PUASA
Dan
HARMONI KEMANUSIAAN
By
Marcus, F. Pessireron
Kehadiran
Puasa Ramadhan selama sebulan suntuk dalam setiap tahun, merupakan wahana
spiritual paling berharga bagi setiap Muslim untuk melakukan pembongkaran atas
penjara-penjara hawa nafsu yang mengungkung dirinya, untuk menjadi manusia yang
tercerahkan dalam kesejatian dirinya sebagai insane bertakwa (Al-Qur’an, S.
al-Baqarah:183). Rasulullah berkata, bahwa Allah telah menyatakan firma-Nya,
sesungguhnya semua amal kelakuan anak Adam dapat dicampuri kepentingan hawa
nafsu, kecuali Puasa. Puasa itu khusus
untuk-Ku, Akulah yang akan membalasnya, dengan firman Allah. Puasa itu
sebagai perisai. Jika orang yang sedang berpuasa, janganlah berkata keji dan
melakukan petengkaran. Kalau ada yang mencaci maki, atau mengajak berkelahi, katakanlah aku sedang berpuasa (inny shaaimun). Demi Allah yang jiwaku berada ditangan-Nya,
bau minyak kesturi. Maka dua kegembiraan bagi mereka yang berpuasa, yaitu
ketika ia berbuka, dan di saat kelak berjupa dengan Allah untuk menerima pahala
puasanya (Hadis Qudsy diriwayatkan Bukhari dan Muslim, dari Abu Hurairah).
Sementara
ulama menunjuk ibadah Puasa (as-shawm) sebagai oleh jiwa tahunan (riyadhah as-sanawiyah). Yakni, proses didik diri
untuk mengalahkan dominasi nafsu keduaniawian yang secara representative
dilambangkang dalam pantangan makan, minum, dan pemenuhan nafsu b iologis.

_ARAHAN TUGAS:_ Lanjutkan tulisan tentang puasa dan harmoni kemanusiaan di atas, mulai dari sesudah kalimat terakhirnya.

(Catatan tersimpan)
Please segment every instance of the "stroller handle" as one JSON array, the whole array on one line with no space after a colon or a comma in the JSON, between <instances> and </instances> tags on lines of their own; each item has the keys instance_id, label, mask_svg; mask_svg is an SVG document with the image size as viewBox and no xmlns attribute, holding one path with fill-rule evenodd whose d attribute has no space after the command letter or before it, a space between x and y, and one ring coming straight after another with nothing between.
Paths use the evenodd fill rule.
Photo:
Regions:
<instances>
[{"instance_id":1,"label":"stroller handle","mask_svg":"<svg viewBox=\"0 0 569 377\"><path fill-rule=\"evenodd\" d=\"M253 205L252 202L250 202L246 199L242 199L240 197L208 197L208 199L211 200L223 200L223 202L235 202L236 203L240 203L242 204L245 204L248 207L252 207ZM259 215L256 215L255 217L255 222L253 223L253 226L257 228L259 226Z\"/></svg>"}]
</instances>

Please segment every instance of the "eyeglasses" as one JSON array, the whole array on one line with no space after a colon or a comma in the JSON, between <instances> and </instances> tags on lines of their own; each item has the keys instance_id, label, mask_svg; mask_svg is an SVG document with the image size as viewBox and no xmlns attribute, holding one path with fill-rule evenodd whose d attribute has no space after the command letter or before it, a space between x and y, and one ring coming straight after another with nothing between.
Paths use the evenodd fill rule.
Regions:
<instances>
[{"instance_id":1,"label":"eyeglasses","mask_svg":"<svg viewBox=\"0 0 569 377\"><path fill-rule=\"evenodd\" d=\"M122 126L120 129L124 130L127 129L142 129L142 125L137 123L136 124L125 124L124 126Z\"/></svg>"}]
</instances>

_JAWABAN TUGAS:_
Suatu proses jihad akbar, yakni perjuangan besar seorang Muslim untuk memerangi
hawa nafsu yang bercokol dalam dirinya. Rasulullah menyatakan, bukanlah Puasa
kalau sekedar berhenti dari makan, minum, dan memuaskan hawa nafsu seks. Puasa
adalah menahan diri dari dusta dan parangai keji. Puasa sekedar tidak
makan, minum dan memenuhi kebutuhan
biologis, menurut sementara ahli sufi, adalah Puasa anak-anak, merupakan
tingkatan paling rendah dari derajad orang berpuasa. Ketika dunia kemanusiaan
menyongsong fajar biru di abad 21, umat Islam dapat menjadi institusi sosial
dalam ibadah Puasa Ramadhan yang hadir setiap tahun itu sebagai upaya melakukan
rehumanisasi kehidupan dari hiruk pikuk krisis modernitas. Yakni bagimana
mengembalikan jati diri manusia modern kewatak dasar dirinya (fitrah) sebagai
insan al-kamil. Insan yang mengenali kesejateraan dirinya. Mengenai Tuhan yang
menciptakannya, memahami makna dan tujuan kehidupan dirinya, dan memahami
semesta alam tempat dirinya bergumul dalam kehidupan.
Entri
point melakukan rehumanisasi itu dimulai dari diri sang Muslim, secara
individual dan kolektif, sehingga terjadi proses transpormasi kesalehan dalam
berbagai dimensi kehidupan, sebagai upaya dalam melakukan harmoni kemanusiaan.
Pemaknaan dan pemungsiaan Puasa dalam proses rehumanisasi dan transpormasi
kesalihan dalam konteks harmoni kemanusiaan itu, tentu saja menuntut
reaktualisasi dari pandangan normative Puasa sebagai rukun normal (ritual)
kepada funsionalisasi esensial yang bersifat objektif atas nilai-nilai
ketakwaan dalam keseluruhan kehidupan kemanusiaan sebagaimana tujuan-tujuan
utama Puasa. Proses secara instrnsik ditandai oleh kesadaran internal setiap
Muslim untuk melakukan pembongkaran (dekonstruksi) atas penjara-penjara (nafsu)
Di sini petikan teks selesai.